→ **SOURCE EXTRACT**
Home ยป Extremely Lonely & Hopeless

Hi there, My parents separated when I was 3. Was raised by my mom that was working all day so she could afford to raise me and help my grandparents. Was underweight since I was probably 4 maybe because I started growing super fast. Had a horrible acne so pretty much it destroyed my confidence so I was never going out or anything. Pretty much stayed home all the time and watch TV.

When was 18 moved to US so I could get a better life for my future kids. Had a great business… got screwed by my business partner + my apartment got completely robed of everything I had 2 years back. Was starving at first and barely survived everything that happened. It was a horrible time even used a plastic bag and tried to kill myself several times. I guess didn’t have it in me.
Finally got a job… and working 70 hours a week now. For all that time borrowed a lot of money so everything I do is just to pay back. So pretty much I work every day and when come home watch TV and go to sleep cuz I don’t have energy for anything. I can’t take a day off because my expenses are equivalent 70 hours of work. So here you go. Desperate unhappy and extremely lonely. Btw tried to kill myself couple month back but thanks GOD didn’t succeed cuz it would brake my mom’s heart. The thing is I am really social and fun to talk to at work but it’s just FAKE ME. I really don’t want to talk to anybody. So here you go. I know it’s a mess but the sad reality I will have to work like this for next 2-3 years just to get back up but I really don’t have the energy. Even thou I am 24 already got some grey hair and still super skinny, almost anorexic. Thing is that all my life I had something on my mind and I never really wanted to eat so maybe that’s an issue.

Anyways. I know it’s a mess and you probably wont answer. But I really do need help. Better to say a scream for help but I don’t know what to do and don’t have time for it. I can’t take day offs… just can’t. So I am trying to figure out what I should do to at least work on resolving my issues somehow. I hope for your help and thanks you very, very much.

[Stored data entries]

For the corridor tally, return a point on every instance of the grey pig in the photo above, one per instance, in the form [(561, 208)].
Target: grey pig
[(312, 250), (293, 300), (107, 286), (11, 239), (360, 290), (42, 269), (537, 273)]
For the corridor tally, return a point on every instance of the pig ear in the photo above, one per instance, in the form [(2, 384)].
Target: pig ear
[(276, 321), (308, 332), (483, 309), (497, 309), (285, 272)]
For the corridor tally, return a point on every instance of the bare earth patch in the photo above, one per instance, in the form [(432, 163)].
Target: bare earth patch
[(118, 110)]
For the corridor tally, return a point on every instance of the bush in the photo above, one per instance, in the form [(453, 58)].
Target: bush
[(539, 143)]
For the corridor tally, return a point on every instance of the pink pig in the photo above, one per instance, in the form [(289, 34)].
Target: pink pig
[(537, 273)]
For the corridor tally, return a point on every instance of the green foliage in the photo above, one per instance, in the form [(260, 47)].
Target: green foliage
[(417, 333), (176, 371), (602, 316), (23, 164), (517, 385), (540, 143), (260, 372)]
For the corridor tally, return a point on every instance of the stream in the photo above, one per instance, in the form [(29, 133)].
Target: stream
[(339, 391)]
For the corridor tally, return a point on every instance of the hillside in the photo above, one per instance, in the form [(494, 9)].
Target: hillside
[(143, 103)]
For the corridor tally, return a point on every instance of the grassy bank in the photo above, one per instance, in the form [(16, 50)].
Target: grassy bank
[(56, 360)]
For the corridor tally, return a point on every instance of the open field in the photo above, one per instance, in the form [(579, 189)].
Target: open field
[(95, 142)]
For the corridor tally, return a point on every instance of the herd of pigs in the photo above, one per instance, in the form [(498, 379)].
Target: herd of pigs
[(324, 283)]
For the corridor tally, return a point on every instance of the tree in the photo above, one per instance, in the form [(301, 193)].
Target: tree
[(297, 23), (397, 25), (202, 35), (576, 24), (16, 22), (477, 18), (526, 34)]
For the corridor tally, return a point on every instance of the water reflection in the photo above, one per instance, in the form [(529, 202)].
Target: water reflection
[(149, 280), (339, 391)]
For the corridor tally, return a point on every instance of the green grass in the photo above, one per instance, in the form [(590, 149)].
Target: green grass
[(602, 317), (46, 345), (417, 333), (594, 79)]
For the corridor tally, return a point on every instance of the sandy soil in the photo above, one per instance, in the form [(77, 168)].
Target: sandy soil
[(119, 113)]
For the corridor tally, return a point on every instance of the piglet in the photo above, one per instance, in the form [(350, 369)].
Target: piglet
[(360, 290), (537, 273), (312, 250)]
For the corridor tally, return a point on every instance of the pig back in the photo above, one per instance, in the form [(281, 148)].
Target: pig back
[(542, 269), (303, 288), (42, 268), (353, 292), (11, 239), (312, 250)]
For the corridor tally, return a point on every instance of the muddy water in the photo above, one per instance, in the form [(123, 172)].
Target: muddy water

---

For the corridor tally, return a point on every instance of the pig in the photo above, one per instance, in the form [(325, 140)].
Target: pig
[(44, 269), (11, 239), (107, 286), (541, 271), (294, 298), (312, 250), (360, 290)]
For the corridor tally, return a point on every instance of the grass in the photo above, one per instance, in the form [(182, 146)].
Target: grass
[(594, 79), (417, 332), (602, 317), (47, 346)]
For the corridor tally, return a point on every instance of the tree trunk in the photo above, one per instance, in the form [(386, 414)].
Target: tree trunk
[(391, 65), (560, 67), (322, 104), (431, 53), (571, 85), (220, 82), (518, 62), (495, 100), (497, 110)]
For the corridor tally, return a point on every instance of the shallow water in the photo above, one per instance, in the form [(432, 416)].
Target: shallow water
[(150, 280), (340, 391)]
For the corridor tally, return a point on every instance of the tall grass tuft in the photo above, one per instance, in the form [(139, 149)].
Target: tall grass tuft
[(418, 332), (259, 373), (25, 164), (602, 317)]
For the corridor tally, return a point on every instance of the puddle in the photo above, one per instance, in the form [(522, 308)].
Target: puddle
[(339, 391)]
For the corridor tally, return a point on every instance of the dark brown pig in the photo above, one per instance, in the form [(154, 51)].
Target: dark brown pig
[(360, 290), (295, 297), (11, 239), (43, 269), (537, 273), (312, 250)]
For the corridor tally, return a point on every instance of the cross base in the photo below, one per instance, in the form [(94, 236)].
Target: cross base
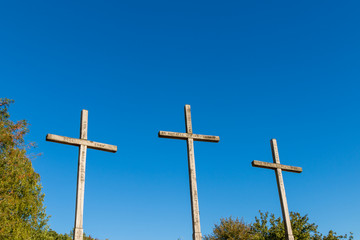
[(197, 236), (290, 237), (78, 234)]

→ **WORK TASK**
Continue the post titled "Extremely Lonely & Hopeless" after its final sentence.

→ **OUTPUT BELOW**
You are most certainly welcome. You have endured many hardships. There was a time when you nearly ended your life. Thankfully you survived. Not only did you survive but you thrived. You began a successful business that eventually faltered seemingly through no fault of your own. Time and time again you have rebounded from difficult life circumstances. That makes you a very resilient person. Your resiliency is a major strength. Don’t minimize that important life-sustaining quality.

Having to work 70 hours a week makes you an extremely busy individual but your mental health is suffering. It’s vitally important to address the psychological issues that have been plaguing your life. As you noted, you’re not happy and you feel very lonely. Those unresolved psychological problems almost led to the end of your existence. That’s proof of how pervasive these psychological issues have become.

You, in all likelihood, would not ignore a potentially cancerous lump on your back and likewise you shouldn’t ignore your psychological symptoms. I would recommend seeing a therapist. You might be surprised at how quickly a competent therapist could facilitate a positive change in your life. Depression is highly treatable. There’s no reason for you to suffer when effective treatments exist that would greatly enhance the quality of your life.

The best way to find a competent therapist is to call at least four or five and ask detailed questions about how they would treat you. Choose the therapist with whom you feel the most comfortable.

You are working long hours. Your mental health is important but so is your physical health. Nutrition is important, as is rest. You should also see a physician to ensure that you have the physical stamina to continue your work schedule.

At this point, it simply a matter of choice. You must make the decision that you want help and then make the effort to receive it. You deserve to be happy. Please take care.